Transcribe all of the records exactly, leaving every line as it is.

──────── EXTRACTED INFORMATION

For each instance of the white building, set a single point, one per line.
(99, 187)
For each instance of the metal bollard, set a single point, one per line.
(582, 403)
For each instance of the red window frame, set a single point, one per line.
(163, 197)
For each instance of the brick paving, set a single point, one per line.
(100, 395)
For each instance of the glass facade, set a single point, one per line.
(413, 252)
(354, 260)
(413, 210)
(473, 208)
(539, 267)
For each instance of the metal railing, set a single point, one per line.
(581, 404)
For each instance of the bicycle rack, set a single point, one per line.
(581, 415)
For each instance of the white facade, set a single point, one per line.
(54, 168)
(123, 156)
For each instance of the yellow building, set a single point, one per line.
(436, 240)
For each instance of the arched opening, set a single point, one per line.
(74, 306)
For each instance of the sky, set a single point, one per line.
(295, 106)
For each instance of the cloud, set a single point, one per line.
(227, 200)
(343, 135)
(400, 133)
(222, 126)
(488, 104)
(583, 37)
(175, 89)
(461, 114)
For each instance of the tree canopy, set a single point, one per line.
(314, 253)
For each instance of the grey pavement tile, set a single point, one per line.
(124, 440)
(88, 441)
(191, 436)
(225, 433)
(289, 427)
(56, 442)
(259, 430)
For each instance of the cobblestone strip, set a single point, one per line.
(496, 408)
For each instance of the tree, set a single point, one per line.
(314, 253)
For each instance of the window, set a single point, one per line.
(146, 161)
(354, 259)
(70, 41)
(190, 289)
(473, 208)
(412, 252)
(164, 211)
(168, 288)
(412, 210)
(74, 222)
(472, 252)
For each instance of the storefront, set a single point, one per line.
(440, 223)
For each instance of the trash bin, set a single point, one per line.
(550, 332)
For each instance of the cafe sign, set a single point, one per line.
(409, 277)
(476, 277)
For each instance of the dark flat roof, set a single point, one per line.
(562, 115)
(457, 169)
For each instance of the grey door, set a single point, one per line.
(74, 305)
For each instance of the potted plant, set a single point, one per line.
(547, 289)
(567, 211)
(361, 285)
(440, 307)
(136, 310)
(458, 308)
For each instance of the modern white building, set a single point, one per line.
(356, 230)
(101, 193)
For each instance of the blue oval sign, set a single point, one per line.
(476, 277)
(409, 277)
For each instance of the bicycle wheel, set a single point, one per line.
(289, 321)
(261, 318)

────────────────

YOUR RESPONSE:
For each instance of the white building, set a single point, one per line.
(99, 187)
For each instance of the metal bollard, set a single point, one per line.
(582, 403)
For each instance of the red window frame, set a single point, one per line.
(163, 197)
For each instance of the brick paving, set a single point, one per line.
(100, 395)
For each instance of the glass facade, set a single point, one per line.
(413, 252)
(354, 260)
(413, 210)
(473, 208)
(539, 267)
For each instance of the metal railing, set a single point, one per line.
(581, 404)
For each instance of the bicycle rack, set a single point, one per line.
(581, 415)
For each instance of the white facade, set a single point, one per line.
(54, 168)
(123, 156)
For each instance of the yellow building, set a single point, one per line.
(436, 240)
For each instance of the arched opening, set a single point, one per line.
(74, 306)
For each instance of the sky, set a single point, one per line.
(295, 106)
For each instance of the cloud, set a single point, one per line.
(227, 200)
(343, 135)
(400, 133)
(222, 126)
(488, 104)
(583, 37)
(175, 89)
(461, 114)
For each instance of the tree canopy, set a single point, one per line.
(314, 253)
For each instance of the grey pavement tile, set a single point, one per line.
(124, 440)
(88, 441)
(191, 436)
(225, 433)
(289, 427)
(56, 442)
(259, 430)
For each instance of the cobblestone strip, set a single point, one per line.
(496, 408)
For each instance of the tree, set a single point, one per line.
(314, 253)
For each instance of the window, set a single point, one per line.
(146, 161)
(354, 259)
(70, 41)
(190, 289)
(473, 208)
(412, 252)
(164, 211)
(168, 288)
(412, 210)
(74, 222)
(472, 252)
For each instance of the storefront, set a single point, one per line.
(440, 223)
For each instance of the trash bin, set a single point, one per line.
(550, 332)
For each instance of the cafe sign, set a single point, one per line.
(409, 277)
(476, 277)
For each instance of the dark flat roof, set a single point, one per line.
(562, 115)
(457, 169)
For each instance of the grey door, set a single point, one per line.
(74, 305)
For each instance of the potted plant, set a single point, one per line.
(547, 289)
(567, 211)
(361, 285)
(440, 307)
(136, 310)
(458, 308)
For each instance of the modern white building, set a single point, one per line.
(356, 230)
(101, 193)
For each instance of the blue oval sign, set a single point, one per line.
(476, 277)
(409, 277)
For each instance of the bicycle wheel, set a single point, one per line.
(289, 321)
(261, 318)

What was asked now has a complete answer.